GIVEN INSTRUCTION => The required output is the line containing "Where can the fender" through the final line of the material below, printed exactly, with no other lines.
──────────
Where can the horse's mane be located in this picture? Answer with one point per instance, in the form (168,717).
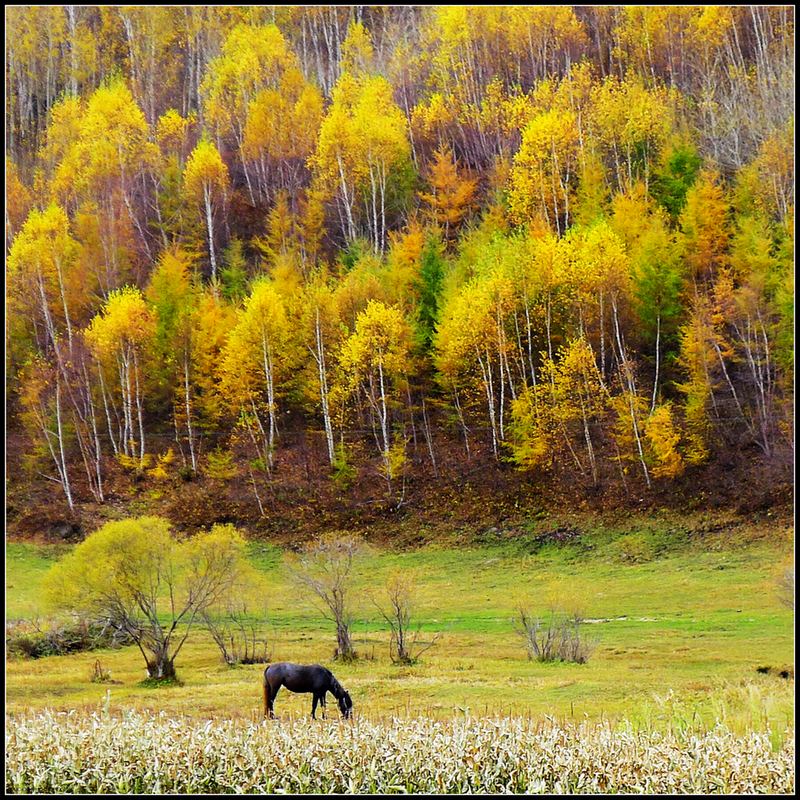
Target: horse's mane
(337,690)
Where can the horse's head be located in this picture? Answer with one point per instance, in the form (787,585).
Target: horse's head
(345,705)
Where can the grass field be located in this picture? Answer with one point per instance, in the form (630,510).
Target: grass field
(682,621)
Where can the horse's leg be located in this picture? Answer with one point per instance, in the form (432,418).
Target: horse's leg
(267,703)
(273,693)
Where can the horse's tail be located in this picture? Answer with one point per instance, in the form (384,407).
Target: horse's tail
(266,691)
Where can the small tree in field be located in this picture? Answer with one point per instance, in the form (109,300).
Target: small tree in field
(135,576)
(325,567)
(786,588)
(557,639)
(405,646)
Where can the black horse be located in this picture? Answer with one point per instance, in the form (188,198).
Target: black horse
(302,678)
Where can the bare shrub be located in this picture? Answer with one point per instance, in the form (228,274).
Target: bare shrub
(558,638)
(239,637)
(36,639)
(99,673)
(325,568)
(405,646)
(786,588)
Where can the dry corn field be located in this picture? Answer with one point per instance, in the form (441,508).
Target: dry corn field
(98,753)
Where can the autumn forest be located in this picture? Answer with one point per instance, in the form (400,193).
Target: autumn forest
(327,258)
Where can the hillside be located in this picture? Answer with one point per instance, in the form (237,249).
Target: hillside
(304,268)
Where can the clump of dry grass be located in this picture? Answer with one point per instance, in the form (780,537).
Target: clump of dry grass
(142,753)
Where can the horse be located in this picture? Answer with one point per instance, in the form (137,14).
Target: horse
(301,678)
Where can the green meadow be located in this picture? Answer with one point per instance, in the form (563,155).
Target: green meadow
(681,621)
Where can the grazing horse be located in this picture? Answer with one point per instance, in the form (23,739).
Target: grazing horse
(302,678)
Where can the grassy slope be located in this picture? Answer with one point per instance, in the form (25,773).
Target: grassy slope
(699,618)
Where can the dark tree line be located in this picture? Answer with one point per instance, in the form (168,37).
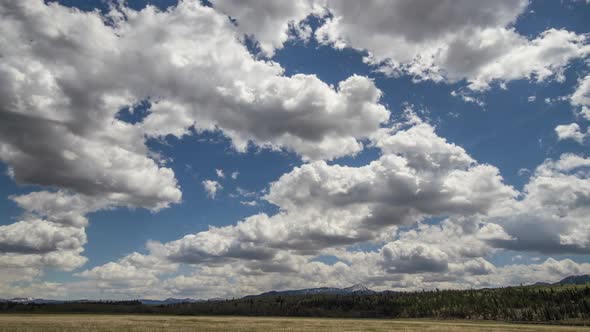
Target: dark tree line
(533,304)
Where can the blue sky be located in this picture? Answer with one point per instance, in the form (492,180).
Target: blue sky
(510,125)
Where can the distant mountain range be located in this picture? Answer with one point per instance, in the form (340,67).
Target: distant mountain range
(358,289)
(169,300)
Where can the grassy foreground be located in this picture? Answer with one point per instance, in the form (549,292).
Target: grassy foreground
(144,323)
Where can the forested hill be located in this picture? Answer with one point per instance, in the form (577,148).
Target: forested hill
(553,303)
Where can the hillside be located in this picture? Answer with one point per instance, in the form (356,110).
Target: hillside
(554,304)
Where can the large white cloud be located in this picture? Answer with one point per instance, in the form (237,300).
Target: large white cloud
(450,40)
(571,131)
(436,40)
(65,75)
(581,98)
(270,23)
(552,216)
(325,208)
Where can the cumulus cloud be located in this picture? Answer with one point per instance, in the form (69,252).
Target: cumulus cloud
(66,74)
(581,98)
(38,236)
(325,208)
(450,40)
(571,131)
(434,40)
(211,187)
(270,23)
(552,216)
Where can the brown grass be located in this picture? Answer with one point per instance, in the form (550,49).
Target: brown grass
(148,323)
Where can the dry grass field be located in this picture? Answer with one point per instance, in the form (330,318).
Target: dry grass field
(145,323)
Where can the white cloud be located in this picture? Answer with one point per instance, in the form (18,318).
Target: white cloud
(450,40)
(571,131)
(581,98)
(551,217)
(211,187)
(270,23)
(65,75)
(324,208)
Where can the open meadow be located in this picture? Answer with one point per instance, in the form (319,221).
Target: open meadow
(145,323)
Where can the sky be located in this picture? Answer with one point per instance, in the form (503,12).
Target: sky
(225,148)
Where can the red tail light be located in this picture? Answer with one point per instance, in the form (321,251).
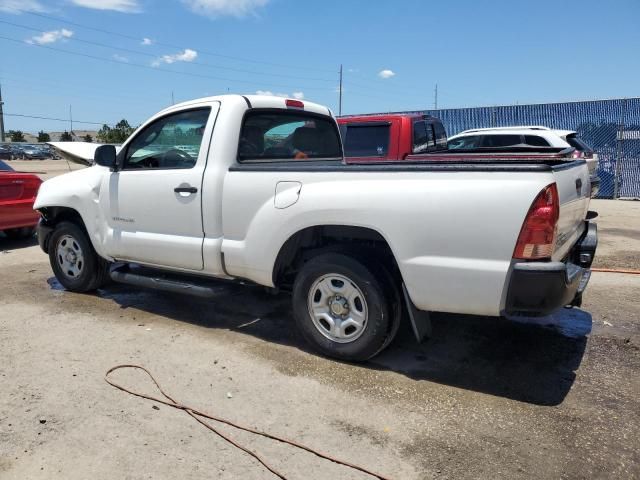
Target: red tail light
(294,103)
(538,234)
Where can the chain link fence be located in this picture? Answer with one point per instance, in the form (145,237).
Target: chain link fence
(610,127)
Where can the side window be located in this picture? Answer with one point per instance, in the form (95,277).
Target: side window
(270,135)
(497,141)
(423,139)
(441,135)
(169,142)
(463,143)
(535,141)
(366,140)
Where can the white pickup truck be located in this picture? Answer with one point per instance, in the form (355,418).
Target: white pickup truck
(254,188)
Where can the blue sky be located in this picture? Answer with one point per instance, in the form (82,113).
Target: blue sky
(393,52)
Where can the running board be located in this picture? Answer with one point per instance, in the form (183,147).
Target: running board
(166,283)
(420,320)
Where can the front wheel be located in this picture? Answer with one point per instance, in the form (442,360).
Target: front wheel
(341,309)
(75,263)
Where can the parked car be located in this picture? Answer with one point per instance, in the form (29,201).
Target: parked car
(527,136)
(17,194)
(17,151)
(268,199)
(5,152)
(33,152)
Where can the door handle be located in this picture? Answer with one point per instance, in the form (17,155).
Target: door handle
(185,190)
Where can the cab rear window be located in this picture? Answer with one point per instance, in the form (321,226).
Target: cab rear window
(365,140)
(578,144)
(281,135)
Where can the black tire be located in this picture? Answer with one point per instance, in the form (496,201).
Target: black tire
(20,233)
(91,274)
(379,313)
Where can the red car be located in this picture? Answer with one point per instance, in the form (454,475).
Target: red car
(17,194)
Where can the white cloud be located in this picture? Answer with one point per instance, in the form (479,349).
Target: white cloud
(18,6)
(51,37)
(220,8)
(187,55)
(126,6)
(386,73)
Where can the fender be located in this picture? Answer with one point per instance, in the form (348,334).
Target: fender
(79,191)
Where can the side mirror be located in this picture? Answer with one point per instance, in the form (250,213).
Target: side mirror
(105,155)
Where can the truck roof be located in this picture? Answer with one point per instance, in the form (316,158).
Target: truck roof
(379,117)
(256,101)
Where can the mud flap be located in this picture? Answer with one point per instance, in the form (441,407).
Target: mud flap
(420,320)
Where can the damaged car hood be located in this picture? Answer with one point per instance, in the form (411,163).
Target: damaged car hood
──────────
THE OUTPUT =>
Where can the fender be located in this picture? Answer with one point per instance, in the form (348,334).
Target: fender
(79,191)
Where can the side mirror be located in this picture? Answer with one point per instance, in the form (250,213).
Target: side mirror
(105,155)
Where can the truck roof be located in this picture? Answer with one point per instance, in the form (316,158).
Target: truck roof
(379,117)
(256,101)
Where can the mud flap be located in this picture? Answer with one point per instance, in the form (441,407).
Target: mud flap
(420,320)
Where can the damaged car hood be located in this picture? Answer with one point per instance, in the form (411,163).
Target: damaged car hood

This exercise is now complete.